(OBJECTIVE): Each entry below is to be printed verbatim.

(Recorded data):
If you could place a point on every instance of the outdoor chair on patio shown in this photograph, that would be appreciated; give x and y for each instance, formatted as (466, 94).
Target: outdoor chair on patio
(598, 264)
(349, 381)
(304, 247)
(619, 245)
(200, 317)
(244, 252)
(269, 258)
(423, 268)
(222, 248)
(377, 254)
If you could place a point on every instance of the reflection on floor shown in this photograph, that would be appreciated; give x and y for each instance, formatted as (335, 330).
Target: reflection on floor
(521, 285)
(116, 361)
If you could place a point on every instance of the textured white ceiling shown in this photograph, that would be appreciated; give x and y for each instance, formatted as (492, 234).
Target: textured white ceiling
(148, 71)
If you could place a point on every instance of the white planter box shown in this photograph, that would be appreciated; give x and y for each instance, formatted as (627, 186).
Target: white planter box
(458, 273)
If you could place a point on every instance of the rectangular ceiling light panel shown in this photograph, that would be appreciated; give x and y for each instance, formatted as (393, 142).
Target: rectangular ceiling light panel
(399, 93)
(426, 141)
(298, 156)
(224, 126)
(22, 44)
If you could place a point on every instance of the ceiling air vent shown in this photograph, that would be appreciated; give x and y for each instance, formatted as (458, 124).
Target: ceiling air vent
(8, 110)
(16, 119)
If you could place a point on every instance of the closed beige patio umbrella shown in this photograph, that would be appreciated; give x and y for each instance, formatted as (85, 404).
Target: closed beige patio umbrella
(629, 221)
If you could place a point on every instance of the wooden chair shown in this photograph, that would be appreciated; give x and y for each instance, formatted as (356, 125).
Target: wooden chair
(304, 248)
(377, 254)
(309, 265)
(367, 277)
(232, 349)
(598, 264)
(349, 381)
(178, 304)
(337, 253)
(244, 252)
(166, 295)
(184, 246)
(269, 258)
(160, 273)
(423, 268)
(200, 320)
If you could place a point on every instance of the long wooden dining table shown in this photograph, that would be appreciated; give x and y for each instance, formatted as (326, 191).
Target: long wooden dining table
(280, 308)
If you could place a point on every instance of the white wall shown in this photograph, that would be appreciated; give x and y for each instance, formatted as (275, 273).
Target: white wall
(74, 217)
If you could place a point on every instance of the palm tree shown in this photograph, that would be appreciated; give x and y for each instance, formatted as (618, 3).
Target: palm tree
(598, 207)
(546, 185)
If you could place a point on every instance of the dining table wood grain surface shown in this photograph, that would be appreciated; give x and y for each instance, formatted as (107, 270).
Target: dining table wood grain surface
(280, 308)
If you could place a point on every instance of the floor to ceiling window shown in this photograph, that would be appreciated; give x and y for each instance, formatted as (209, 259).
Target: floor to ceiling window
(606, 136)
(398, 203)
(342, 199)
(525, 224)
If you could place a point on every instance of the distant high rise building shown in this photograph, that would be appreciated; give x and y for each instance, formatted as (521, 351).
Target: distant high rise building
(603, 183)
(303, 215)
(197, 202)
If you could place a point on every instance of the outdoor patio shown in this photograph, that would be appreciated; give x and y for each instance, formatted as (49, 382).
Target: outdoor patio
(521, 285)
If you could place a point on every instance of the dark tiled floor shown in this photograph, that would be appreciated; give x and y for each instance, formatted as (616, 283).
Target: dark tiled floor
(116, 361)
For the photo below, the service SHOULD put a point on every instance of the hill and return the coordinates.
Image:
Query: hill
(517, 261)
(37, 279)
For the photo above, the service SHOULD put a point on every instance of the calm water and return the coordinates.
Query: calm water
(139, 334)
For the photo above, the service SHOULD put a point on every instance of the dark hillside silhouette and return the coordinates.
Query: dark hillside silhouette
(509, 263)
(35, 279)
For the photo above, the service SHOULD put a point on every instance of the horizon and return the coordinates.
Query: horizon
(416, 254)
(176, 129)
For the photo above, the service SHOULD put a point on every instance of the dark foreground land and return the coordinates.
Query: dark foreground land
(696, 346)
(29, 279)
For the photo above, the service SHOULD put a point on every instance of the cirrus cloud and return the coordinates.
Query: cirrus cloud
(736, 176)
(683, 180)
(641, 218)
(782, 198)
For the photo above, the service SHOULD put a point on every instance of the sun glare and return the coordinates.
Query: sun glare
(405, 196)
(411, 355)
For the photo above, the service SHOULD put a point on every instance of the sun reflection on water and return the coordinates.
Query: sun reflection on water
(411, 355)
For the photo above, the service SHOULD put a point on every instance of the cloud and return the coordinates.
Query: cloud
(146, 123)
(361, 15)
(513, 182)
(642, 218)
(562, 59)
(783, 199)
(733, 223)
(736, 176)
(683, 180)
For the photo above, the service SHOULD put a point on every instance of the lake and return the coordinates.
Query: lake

(COMPLETED EXERCISE):
If you could place a point on every instance of the outdoor chair on patio shown in this photograph, that would be appreciated; give x and y for each instance, formatted as (466, 94).
Target: outdoor chair on patio
(598, 264)
(349, 381)
(304, 247)
(619, 245)
(200, 317)
(244, 252)
(269, 258)
(423, 268)
(222, 248)
(377, 254)
If you could place a point on every instance of the reflection on floor shown in this photograph, that would be appreciated; give x and y for each instance, formatted as (335, 330).
Target: reflection on floor
(521, 285)
(116, 361)
If you could place a point on every instance of the textured white ceiling shown in this photograph, that would be appreciated; give x and y for each instance, formatted as (492, 234).
Target: textured white ceiling
(148, 71)
If you could place a point on every instance of the white planter box shown in this photograph, that would be appreciated; give x and y for each instance, formatted as (627, 186).
Target: white planter box
(458, 273)
If you could place a point on every instance of the rectangular ceiling light panel shown in this photograph, that would be appreciated; give x and y for each instance, formatted as (393, 142).
Target: rectangular ceiling light panel
(399, 93)
(426, 141)
(298, 156)
(224, 126)
(22, 44)
If you could place a point on every instance of the ceiling air vent shown in this photograph, that would be appreciated; give x and y for each instance, formatted as (458, 124).
Target: ceiling air vent
(8, 110)
(16, 119)
If you could place a point on every instance of the closed beige patio umbrella shown in this photograph, that would be appreciated; give x and y for each instance, formatted as (85, 404).
Target: closed beige patio umbrella
(629, 221)
If you could place a point on every instance of the wooden chair shown in this photograph, that would be appreciated; give x and y for each instance, formatted as (356, 125).
Target: wooden chair
(304, 248)
(377, 254)
(309, 265)
(367, 277)
(232, 349)
(598, 264)
(349, 381)
(178, 304)
(337, 253)
(244, 252)
(166, 295)
(184, 246)
(269, 258)
(160, 273)
(423, 268)
(200, 320)
If you could place a point on every instance of the long wooden dining table shown in this photograph, that would be appreciated; give x and y for each instance, formatted as (326, 191).
Target: long wooden dining table
(280, 308)
If you could place a point on every instance of the white wall shown in this photograph, that would be appreciated; give x and y for each instance, formatted as (275, 273).
Target: white wall
(74, 217)
If you could place a point on every instance of the palm tree shown in this photograph, that would be appreciated; give x and y for each instance, formatted as (618, 3).
Target: palm tree
(598, 207)
(546, 185)
If you could place a point on every instance of the dining table wood grain surface shown in this photograph, that would be appreciated; give x and y for each instance, formatted as (107, 270).
Target: dining table wood grain surface
(280, 308)
If you could place a point on every instance of the floor to ceiling window shown in this photograph, that would be appreciated; give x and y for each instance, formatted as (209, 259).
Target: floor to ceiling window
(606, 136)
(398, 203)
(342, 199)
(525, 224)
If you could place a point on every instance of the distant high rise building shown in this photograph, that would be appreciated; give x and y for each instance, formatted as (521, 351).
Target: distant high rise building
(603, 183)
(303, 215)
(197, 202)
If you could place a point on every instance of the outdoor patio shown in this photograph, that would be appreciated; give x and y for each instance, formatted as (49, 382).
Target: outdoor patio
(521, 285)
If you could place a point on every instance of the dark tiled floor shown in this photograph, that would be appreciated; give x and y for each instance, formatted as (616, 283).
Target: dark tiled floor
(116, 361)
For the photo below, the service SHOULD put a point on every instance of the hill and return the coordinates.
Image:
Query: hill
(517, 261)
(37, 279)
For the photo above, the service SHOULD put a point on every instance of the calm water and return the coordinates.
Query: calm water
(139, 334)
For the photo above, the service SHOULD put a point on every instance of the dark hillside silhouette and return the coordinates.
Query: dark hillside silhouette
(509, 263)
(35, 279)
For the photo above, the service SHOULD put a point on every instance of the horizon and return the coordinates.
Query: horizon
(416, 254)
(176, 129)
For the photo above, the service SHOULD put a point on every instance of the dark foreground land and return the coordinates.
Query: dark foreground land
(696, 346)
(29, 279)
For the photo above, the service SHOULD put a point on every instance of the cirrus cloud and return the coordinates.
Query: cirrus cloud
(736, 176)
(683, 180)
(641, 218)
(782, 198)
For the photo above, the service SHOULD put a point on every instance of the sun glare and return the coordinates.
Query: sun glare
(405, 196)
(411, 355)
For the photo above, the service SHOULD put a point on every instance of the sun reflection on water and return the coordinates.
Query: sun reflection on water
(411, 355)
For the photo above, the service SHOULD put a point on every instance of the cloud and return the coordinates.
Query: cloud
(146, 123)
(361, 15)
(513, 182)
(642, 218)
(562, 59)
(783, 199)
(733, 223)
(736, 176)
(683, 180)
For the photo above, the service SHOULD put a point on every instance of the lake and return the coordinates.
Query: lake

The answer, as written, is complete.